Passage extrait:

• • •

Bien sûr ça ne permet pas de reconnaître tout de suite, mais si la tanda continue avec le même orchestre (ce qui est la norme), alors c’est bon pour les morceaux suivants. Mais en plus cela permet de bien terminer en marquant les temps finals du morceau. Et d’éviter de se faire piéger, par exemple par l’accord piano retardé de Tanturi.

Voici donc quelques indications plus utiles dès le début des morceaux.

 

Rodolfo Biagi

  • style épuré
  • souvent 4 accents très fortement marqués par mesure (marcato en 4)
  • contretemps extrêmes, souvent placés dans le descanso
  • mise en avant du piano brillant et dynamique dans les solos et les transitions

 

Miguel Caló

  • Chan-chan final en 4 temps
    1. accord
    2. pause (comme chez Tanturi)

• • •

Données extraites:
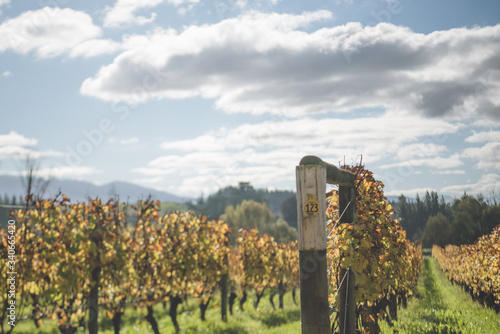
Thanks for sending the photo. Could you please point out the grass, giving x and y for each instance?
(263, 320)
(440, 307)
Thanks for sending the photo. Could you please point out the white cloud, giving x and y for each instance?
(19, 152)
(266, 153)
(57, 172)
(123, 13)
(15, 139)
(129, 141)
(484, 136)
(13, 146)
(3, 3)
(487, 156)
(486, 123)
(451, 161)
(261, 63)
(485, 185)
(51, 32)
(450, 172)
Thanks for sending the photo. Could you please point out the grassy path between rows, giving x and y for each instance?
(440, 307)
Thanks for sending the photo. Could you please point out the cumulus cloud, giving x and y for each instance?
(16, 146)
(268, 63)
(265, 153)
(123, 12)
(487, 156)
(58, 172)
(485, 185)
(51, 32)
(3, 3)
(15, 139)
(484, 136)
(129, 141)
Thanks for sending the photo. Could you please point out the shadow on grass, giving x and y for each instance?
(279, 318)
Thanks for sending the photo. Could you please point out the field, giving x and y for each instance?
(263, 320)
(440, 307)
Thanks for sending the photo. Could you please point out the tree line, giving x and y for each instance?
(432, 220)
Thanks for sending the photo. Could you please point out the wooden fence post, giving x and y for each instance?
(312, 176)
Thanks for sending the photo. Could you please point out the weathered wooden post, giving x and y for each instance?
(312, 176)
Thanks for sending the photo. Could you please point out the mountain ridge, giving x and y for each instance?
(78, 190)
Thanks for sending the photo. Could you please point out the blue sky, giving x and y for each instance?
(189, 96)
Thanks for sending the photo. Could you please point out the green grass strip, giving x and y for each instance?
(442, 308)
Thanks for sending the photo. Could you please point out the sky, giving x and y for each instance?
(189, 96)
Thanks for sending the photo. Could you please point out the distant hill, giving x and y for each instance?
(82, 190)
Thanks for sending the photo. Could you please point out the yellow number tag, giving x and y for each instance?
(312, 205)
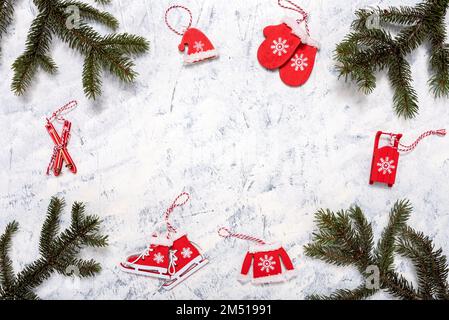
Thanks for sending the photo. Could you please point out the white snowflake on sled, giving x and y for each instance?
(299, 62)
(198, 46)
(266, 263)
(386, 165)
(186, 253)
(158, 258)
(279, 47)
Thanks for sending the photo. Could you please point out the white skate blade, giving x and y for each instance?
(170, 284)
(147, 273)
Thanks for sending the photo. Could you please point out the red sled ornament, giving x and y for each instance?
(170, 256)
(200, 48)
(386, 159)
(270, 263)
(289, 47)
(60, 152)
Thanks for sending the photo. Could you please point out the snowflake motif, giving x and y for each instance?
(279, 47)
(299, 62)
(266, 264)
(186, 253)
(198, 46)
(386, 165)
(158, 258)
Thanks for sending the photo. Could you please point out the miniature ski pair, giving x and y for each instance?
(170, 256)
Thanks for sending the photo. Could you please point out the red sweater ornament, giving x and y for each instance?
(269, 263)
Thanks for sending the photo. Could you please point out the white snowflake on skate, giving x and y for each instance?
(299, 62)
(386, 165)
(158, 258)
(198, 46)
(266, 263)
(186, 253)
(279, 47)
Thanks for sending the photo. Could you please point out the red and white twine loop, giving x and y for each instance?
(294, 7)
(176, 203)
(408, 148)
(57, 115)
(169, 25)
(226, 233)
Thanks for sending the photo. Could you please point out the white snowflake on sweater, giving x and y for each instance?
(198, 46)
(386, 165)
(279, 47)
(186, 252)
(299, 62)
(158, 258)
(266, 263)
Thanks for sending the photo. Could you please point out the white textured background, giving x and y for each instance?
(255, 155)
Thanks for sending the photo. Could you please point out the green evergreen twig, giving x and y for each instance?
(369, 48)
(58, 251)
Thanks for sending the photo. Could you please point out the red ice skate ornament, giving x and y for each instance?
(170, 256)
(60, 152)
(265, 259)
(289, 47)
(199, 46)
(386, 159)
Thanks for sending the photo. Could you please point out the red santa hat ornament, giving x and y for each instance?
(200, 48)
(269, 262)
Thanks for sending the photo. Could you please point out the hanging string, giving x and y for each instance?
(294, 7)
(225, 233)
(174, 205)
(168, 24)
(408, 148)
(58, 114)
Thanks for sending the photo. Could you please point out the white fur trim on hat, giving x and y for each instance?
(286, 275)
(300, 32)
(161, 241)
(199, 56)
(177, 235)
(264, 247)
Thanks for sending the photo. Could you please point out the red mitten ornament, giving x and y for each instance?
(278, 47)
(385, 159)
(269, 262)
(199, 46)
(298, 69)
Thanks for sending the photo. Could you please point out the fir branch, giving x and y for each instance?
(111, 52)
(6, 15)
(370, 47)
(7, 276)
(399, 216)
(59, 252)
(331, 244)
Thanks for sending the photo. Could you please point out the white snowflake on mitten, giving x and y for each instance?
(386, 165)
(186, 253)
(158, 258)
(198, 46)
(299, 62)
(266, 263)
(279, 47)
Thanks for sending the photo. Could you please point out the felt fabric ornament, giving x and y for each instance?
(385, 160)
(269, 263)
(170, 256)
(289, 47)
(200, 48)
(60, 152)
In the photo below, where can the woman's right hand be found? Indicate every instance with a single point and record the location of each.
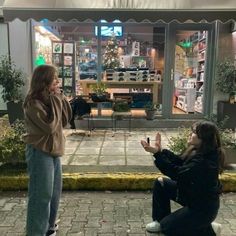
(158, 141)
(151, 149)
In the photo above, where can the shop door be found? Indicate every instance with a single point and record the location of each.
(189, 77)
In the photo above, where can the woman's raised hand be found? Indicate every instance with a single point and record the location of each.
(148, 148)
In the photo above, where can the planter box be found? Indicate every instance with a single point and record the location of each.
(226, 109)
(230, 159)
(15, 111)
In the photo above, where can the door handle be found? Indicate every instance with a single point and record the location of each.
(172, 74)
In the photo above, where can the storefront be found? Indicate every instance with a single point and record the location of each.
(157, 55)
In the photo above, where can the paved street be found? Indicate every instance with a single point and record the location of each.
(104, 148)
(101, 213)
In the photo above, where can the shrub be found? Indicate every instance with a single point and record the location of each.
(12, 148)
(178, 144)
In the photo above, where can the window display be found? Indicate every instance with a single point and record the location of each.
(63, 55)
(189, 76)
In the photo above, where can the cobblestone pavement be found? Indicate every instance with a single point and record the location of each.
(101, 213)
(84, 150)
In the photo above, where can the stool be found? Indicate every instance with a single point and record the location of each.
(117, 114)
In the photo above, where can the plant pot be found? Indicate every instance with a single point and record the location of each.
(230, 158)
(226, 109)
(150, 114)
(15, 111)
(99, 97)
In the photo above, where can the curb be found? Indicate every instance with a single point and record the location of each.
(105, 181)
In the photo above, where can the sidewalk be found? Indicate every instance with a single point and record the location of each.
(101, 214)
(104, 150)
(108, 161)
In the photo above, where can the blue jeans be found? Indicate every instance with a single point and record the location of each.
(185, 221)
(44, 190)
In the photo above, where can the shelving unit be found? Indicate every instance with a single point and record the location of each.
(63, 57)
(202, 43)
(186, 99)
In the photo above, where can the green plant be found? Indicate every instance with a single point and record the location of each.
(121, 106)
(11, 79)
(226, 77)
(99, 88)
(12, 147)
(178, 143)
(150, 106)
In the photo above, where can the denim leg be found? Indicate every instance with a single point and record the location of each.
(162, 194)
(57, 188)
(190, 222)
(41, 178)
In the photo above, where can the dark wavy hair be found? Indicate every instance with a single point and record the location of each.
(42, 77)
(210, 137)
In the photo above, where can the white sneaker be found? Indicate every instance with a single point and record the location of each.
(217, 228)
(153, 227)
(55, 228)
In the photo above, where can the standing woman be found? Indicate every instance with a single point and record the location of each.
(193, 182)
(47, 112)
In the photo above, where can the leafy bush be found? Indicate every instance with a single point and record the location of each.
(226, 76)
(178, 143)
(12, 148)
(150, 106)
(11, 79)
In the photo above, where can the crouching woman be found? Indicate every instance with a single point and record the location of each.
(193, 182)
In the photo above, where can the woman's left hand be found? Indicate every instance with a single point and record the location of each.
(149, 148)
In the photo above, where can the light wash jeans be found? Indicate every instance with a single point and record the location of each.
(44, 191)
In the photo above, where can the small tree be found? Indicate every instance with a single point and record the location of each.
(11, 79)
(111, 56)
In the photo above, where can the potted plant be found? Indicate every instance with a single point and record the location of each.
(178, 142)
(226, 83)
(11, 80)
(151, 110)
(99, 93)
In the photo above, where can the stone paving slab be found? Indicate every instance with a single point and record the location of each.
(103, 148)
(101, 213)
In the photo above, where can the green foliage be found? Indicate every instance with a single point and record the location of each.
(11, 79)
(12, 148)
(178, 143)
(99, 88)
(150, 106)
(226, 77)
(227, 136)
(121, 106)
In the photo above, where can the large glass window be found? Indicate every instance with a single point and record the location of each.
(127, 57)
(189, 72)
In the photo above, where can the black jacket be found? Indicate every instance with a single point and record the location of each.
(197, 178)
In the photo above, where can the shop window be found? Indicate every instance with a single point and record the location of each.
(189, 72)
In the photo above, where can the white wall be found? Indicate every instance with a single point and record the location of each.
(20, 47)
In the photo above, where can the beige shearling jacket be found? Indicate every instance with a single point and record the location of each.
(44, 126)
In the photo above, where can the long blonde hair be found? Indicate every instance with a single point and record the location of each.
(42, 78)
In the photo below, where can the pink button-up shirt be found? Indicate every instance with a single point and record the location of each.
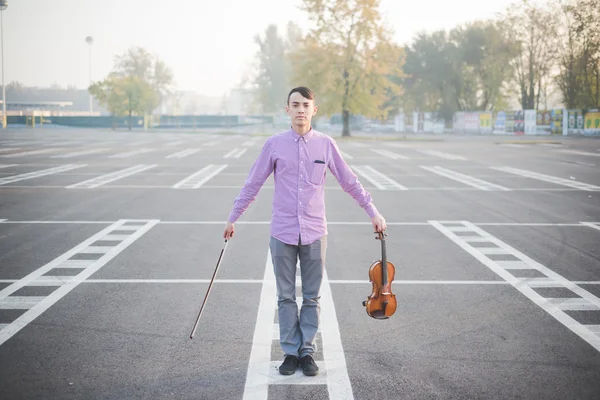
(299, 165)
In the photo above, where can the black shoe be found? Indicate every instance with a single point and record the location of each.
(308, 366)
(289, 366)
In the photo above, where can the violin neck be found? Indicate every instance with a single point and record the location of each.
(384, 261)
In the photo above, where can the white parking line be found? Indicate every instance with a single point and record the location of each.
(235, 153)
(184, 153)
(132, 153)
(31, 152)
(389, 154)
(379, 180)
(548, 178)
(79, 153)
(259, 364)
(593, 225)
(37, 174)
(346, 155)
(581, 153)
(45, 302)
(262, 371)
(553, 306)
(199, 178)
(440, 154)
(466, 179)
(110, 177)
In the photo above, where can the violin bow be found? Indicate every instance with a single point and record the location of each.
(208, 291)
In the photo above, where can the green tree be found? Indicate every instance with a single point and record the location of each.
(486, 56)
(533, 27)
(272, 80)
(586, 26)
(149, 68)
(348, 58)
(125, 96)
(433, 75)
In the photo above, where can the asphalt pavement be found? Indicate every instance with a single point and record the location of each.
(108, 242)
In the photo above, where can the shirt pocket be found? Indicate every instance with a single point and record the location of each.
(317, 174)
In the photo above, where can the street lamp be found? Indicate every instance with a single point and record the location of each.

• • •

Consignes:
1. Relevez toutes les caractéristiques que le passage extrait attribue à Rodolfo Biagi.
2. Reproduisez le passage extrait depuis « Rodolfo Biagi » jusqu'à « (comme chez Tanturi) » inclus.

Corrigé des exercices:
1.
- style épuré
- souvent 4 accents très fortement marqués par mesure (marcato en 4)
- contretemps extrêmes, souvent placés dans le descanso
- mise en avant du piano brillant et dynamique dans les solos et les transitions

2.
Rodolfo Biagi

  • style épuré
  • souvent 4 accents très fortement marqués par mesure (marcato en 4)
  • contretemps extrêmes, souvent placés dans le descanso
  • mise en avant du piano brillant et dynamique dans les solos et les transitions

 

Miguel Caló

  • Chan-chan final en 4 temps
    1. accord
    2. pause (comme chez Tanturi)